:: LISTING ::
=======
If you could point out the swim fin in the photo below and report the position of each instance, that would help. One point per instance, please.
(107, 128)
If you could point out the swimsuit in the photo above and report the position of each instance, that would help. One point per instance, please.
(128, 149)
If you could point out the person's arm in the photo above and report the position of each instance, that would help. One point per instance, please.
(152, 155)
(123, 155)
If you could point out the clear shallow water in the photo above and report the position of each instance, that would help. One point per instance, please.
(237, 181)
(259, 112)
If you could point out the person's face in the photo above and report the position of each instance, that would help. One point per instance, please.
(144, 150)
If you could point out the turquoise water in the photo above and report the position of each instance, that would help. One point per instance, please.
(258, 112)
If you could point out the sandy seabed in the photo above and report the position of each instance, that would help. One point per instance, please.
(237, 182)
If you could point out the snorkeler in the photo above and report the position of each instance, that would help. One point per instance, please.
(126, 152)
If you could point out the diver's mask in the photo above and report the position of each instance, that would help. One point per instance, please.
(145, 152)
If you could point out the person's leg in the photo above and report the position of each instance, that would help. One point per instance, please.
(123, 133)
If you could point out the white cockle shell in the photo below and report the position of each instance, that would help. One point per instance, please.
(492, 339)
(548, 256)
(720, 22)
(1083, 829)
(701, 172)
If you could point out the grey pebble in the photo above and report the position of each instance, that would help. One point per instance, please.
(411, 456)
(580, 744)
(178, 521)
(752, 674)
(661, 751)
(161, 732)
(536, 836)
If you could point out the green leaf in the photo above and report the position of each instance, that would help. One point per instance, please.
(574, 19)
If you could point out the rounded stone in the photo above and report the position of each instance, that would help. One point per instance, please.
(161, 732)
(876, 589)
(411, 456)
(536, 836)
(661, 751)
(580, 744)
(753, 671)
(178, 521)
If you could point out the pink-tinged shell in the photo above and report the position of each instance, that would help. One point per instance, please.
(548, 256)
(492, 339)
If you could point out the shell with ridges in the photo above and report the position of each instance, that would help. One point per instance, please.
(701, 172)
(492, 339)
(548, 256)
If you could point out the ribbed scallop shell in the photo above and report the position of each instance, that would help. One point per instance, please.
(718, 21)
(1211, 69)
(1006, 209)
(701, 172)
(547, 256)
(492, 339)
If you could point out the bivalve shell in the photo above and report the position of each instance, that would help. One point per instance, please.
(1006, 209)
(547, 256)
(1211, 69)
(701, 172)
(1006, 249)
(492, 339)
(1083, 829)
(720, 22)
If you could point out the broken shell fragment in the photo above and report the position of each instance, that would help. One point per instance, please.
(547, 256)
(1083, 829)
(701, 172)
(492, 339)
=======
:: SET TASK ::
Reproduce exactly the line containing "If you could point out the white" and every line after it through the end of the records above, and nothing else.

:: COMPLETE OUTPUT ::
If you could point out the white cockle shell in the photo below and report the position of each instance, that would help. One point per instance, please.
(492, 339)
(548, 256)
(720, 22)
(1083, 829)
(701, 172)
If you could point out the grey pebble in the photo above and report the position of each instance, that would help. One point per instance, please.
(411, 456)
(580, 744)
(178, 521)
(752, 674)
(661, 751)
(161, 732)
(536, 836)
If you could point out the green leaf in the photo above and report the position of each instance, that would help. One point per instance, please.
(574, 19)
If you could point out the rounded stone in the photo above and report the position of each instance, that would help. One point per instance, please.
(161, 732)
(876, 589)
(411, 456)
(536, 836)
(661, 751)
(580, 744)
(753, 671)
(178, 521)
If you could point out the pink-tinged shell in the photo above and report the position of each instance, that would help. One point per instance, please.
(548, 256)
(492, 339)
If you could point out the shell with ridges in the photo above and report the position of each instance, that would help. One point per instance, please.
(701, 172)
(492, 339)
(548, 256)
If you could point out the ribbed scallop shell in the photo above and report the position of each instance, that would help. One point per instance, please.
(718, 21)
(1211, 69)
(1006, 209)
(701, 172)
(547, 256)
(492, 339)
If you could point out the bivalve shell in the photo above and report the position of each instance, that would help. One point per instance, please.
(1006, 209)
(547, 256)
(1211, 69)
(701, 172)
(1006, 249)
(492, 339)
(1083, 829)
(720, 22)
If you could point out the broken shell fragment in the photo above and report the position of each instance, that would help. One point per instance, please.
(547, 256)
(1083, 829)
(701, 172)
(492, 339)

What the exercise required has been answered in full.